Reproduce each of the items below verbatim, line by line, with no changes to any text, number, or path.

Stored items
-=-=-

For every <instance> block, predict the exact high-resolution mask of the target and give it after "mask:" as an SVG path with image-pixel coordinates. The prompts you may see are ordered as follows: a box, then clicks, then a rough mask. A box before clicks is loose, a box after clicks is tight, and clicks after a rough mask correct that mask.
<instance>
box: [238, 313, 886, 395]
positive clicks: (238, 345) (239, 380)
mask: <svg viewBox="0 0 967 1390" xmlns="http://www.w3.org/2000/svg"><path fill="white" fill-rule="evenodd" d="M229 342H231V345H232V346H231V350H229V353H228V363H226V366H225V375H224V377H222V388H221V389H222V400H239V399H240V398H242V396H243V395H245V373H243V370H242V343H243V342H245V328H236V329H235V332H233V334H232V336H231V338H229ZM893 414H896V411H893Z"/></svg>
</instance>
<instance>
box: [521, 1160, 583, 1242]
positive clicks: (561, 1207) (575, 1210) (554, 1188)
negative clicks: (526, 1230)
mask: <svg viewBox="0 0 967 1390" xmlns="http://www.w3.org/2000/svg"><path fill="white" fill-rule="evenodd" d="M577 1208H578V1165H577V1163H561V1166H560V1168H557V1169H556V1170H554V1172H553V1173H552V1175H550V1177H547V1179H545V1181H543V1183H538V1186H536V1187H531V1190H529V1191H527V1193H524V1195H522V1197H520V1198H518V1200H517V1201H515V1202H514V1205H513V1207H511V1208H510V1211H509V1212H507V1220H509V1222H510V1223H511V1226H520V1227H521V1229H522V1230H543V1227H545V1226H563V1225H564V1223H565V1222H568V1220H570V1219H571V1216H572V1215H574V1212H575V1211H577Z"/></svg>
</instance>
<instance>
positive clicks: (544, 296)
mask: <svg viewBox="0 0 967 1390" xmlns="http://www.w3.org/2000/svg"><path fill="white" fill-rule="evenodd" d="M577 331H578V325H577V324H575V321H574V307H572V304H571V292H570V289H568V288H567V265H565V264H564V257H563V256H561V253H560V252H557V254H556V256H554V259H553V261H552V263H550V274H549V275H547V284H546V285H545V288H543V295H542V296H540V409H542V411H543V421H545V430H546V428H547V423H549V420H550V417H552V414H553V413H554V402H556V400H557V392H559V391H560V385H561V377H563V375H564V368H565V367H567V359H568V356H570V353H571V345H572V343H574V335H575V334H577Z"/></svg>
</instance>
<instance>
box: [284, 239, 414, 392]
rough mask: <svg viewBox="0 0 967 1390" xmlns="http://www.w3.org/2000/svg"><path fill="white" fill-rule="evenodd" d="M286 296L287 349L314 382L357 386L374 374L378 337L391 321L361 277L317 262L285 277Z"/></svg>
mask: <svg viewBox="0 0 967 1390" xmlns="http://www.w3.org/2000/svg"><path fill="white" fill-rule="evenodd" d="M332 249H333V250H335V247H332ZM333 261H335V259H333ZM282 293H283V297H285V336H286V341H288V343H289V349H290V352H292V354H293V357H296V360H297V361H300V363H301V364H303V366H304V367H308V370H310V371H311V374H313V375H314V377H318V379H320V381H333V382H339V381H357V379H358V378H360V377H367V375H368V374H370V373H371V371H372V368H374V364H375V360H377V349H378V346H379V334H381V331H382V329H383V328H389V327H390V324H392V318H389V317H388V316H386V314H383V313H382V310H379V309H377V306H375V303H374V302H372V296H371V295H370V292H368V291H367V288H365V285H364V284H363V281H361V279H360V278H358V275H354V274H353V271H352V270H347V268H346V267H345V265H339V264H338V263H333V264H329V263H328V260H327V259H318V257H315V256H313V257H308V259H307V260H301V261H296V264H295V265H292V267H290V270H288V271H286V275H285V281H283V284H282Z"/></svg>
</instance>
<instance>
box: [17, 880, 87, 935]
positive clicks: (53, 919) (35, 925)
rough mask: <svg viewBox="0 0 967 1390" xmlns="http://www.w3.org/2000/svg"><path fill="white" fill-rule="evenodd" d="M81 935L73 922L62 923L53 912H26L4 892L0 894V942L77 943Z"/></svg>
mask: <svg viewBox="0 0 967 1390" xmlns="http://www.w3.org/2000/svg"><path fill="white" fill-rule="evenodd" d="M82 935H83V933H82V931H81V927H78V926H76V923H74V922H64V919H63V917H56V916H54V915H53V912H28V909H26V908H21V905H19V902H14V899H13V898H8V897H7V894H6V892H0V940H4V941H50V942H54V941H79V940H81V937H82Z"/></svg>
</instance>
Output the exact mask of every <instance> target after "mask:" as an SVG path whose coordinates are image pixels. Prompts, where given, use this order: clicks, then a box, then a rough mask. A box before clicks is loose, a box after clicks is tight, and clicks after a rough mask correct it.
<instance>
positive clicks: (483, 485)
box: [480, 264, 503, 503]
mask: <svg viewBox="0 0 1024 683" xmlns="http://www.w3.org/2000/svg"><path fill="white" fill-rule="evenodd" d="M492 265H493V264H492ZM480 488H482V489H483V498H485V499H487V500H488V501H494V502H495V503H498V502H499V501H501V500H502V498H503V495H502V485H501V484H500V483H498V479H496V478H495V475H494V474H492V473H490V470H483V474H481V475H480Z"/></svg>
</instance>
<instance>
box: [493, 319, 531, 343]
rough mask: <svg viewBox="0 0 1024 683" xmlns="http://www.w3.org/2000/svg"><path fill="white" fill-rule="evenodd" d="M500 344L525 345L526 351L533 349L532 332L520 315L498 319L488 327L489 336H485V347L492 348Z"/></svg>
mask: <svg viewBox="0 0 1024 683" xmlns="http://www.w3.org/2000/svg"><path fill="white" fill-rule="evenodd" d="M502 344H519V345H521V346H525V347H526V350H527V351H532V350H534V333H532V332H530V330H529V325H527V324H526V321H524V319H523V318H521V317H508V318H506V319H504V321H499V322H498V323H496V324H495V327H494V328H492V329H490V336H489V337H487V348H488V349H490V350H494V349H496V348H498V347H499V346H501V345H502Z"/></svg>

-=-=-

**Exercise result:**
For every <instance> block, predict the exact high-resolution mask of the target and give it after "mask:" as an SVG path with image-pixel coordinates. The prompts you may see are ordered as follows: a box, then clicks, then a rough mask. A box before clicks is loose, a box after clicks is tight, and clicks after a rough mask correct that mask.
<instance>
box: [238, 313, 886, 395]
positive clicks: (238, 345) (239, 380)
mask: <svg viewBox="0 0 967 1390" xmlns="http://www.w3.org/2000/svg"><path fill="white" fill-rule="evenodd" d="M229 342H231V345H232V346H231V350H229V353H228V363H226V366H225V375H224V377H222V388H221V389H222V400H239V399H240V398H242V396H243V395H245V373H243V370H242V343H243V342H245V328H236V329H235V332H233V334H232V336H231V338H229ZM893 414H896V411H893Z"/></svg>
</instance>
<instance>
box: [521, 1160, 583, 1242]
positive clicks: (561, 1207) (575, 1210) (554, 1188)
negative clicks: (526, 1230)
mask: <svg viewBox="0 0 967 1390" xmlns="http://www.w3.org/2000/svg"><path fill="white" fill-rule="evenodd" d="M577 1208H578V1165H577V1163H561V1166H560V1168H557V1169H556V1170H554V1172H553V1173H552V1175H550V1177H547V1179H545V1181H543V1183H538V1186H536V1187H531V1190H529V1191H527V1193H524V1195H522V1197H520V1198H518V1200H517V1201H515V1202H514V1205H513V1207H511V1208H510V1211H509V1212H507V1220H509V1222H510V1223H511V1226H520V1227H521V1229H522V1230H543V1227H545V1226H563V1225H564V1223H565V1222H568V1220H570V1219H571V1216H572V1215H574V1212H575V1211H577Z"/></svg>
</instance>
<instance>
positive clicks: (544, 296)
mask: <svg viewBox="0 0 967 1390" xmlns="http://www.w3.org/2000/svg"><path fill="white" fill-rule="evenodd" d="M577 331H578V325H577V324H575V321H574V307H572V304H571V292H570V289H568V288H567V265H565V264H564V257H563V256H561V253H560V252H557V254H556V256H554V259H553V261H552V263H550V274H549V275H547V284H546V285H545V288H543V295H542V296H540V409H542V411H543V421H545V430H546V428H547V423H549V420H550V417H552V414H553V413H554V402H556V400H557V392H559V391H560V385H561V377H563V375H564V368H565V367H567V359H568V356H570V353H571V345H572V343H574V335H575V334H577Z"/></svg>
</instance>
<instance>
box: [284, 239, 414, 392]
rough mask: <svg viewBox="0 0 967 1390" xmlns="http://www.w3.org/2000/svg"><path fill="white" fill-rule="evenodd" d="M286 296L287 349L314 382L357 386L374 374L378 337L391 321L361 277L317 262L285 277Z"/></svg>
mask: <svg viewBox="0 0 967 1390" xmlns="http://www.w3.org/2000/svg"><path fill="white" fill-rule="evenodd" d="M332 249H333V250H335V247H332ZM333 261H335V259H333ZM282 293H283V297H285V336H286V341H288V343H289V349H290V352H292V354H293V357H296V360H297V361H300V363H301V364H303V366H304V367H308V370H310V371H311V374H313V375H314V377H318V379H320V381H333V382H339V381H357V379H358V378H360V377H367V375H368V374H370V373H371V371H372V368H374V364H375V360H377V349H378V346H379V334H381V331H382V329H383V328H389V327H390V324H392V318H389V317H388V316H386V314H383V313H382V310H379V309H377V306H375V303H374V302H372V296H371V295H370V292H368V291H367V288H365V285H364V284H363V281H361V279H360V278H358V275H354V274H353V271H352V270H347V268H346V267H345V265H339V264H338V263H333V264H329V263H328V260H327V259H318V257H315V256H313V257H308V259H307V260H301V261H296V264H295V265H292V267H290V270H288V271H286V275H285V281H283V284H282Z"/></svg>
</instance>
<instance>
box: [17, 880, 87, 935]
positive clicks: (53, 919) (35, 925)
rough mask: <svg viewBox="0 0 967 1390" xmlns="http://www.w3.org/2000/svg"><path fill="white" fill-rule="evenodd" d="M81 935L73 922L62 923L53 912H26L4 892L0 894V942L77 943Z"/></svg>
mask: <svg viewBox="0 0 967 1390" xmlns="http://www.w3.org/2000/svg"><path fill="white" fill-rule="evenodd" d="M82 935H83V933H82V931H81V927H78V926H76V923H74V922H64V919H63V917H56V916H54V915H53V912H28V909H26V908H21V905H19V902H14V899H13V898H8V897H7V894H6V892H0V940H4V941H50V942H54V941H79V940H81V937H82Z"/></svg>
</instance>
Output the exact mask of every <instance> target after "mask:" as an SVG path whose coordinates are image pixels. Prompts, where given, use this order: clicks, then a box, then a rough mask. A box before clicks is loose, a box after clicks is tight, and clicks after a rough mask correct it.
<instance>
positive clicks: (483, 485)
box: [480, 264, 503, 503]
mask: <svg viewBox="0 0 1024 683" xmlns="http://www.w3.org/2000/svg"><path fill="white" fill-rule="evenodd" d="M492 265H493V264H492ZM480 488H482V489H483V498H485V499H487V500H488V501H494V502H495V503H498V502H499V501H501V500H502V498H503V495H502V485H501V484H500V483H498V479H496V478H495V475H494V474H492V473H490V470H483V474H481V475H480Z"/></svg>
</instance>
<instance>
box: [493, 319, 531, 343]
rough mask: <svg viewBox="0 0 1024 683" xmlns="http://www.w3.org/2000/svg"><path fill="white" fill-rule="evenodd" d="M500 344L525 345L526 351L533 349L532 332L520 315L498 319L488 327L489 336H485V347L492 348Z"/></svg>
mask: <svg viewBox="0 0 1024 683" xmlns="http://www.w3.org/2000/svg"><path fill="white" fill-rule="evenodd" d="M502 344H519V345H521V346H525V347H526V350H527V351H532V350H534V333H532V332H530V330H529V325H527V324H526V321H524V319H523V318H521V317H508V318H506V319H504V321H499V322H498V323H496V324H495V327H494V328H492V329H490V336H489V337H487V348H488V349H490V350H494V349H496V348H498V347H499V346H501V345H502Z"/></svg>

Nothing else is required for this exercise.